What is required:
Reproduce every line of the listing exactly.

Extracted entries:
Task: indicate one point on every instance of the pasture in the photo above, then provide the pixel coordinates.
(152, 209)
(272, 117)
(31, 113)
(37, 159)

Exercise solution:
Task: indicate one point on every instance of the pasture in the photo above, then provide the pixel coordinates.
(152, 209)
(272, 117)
(31, 113)
(37, 159)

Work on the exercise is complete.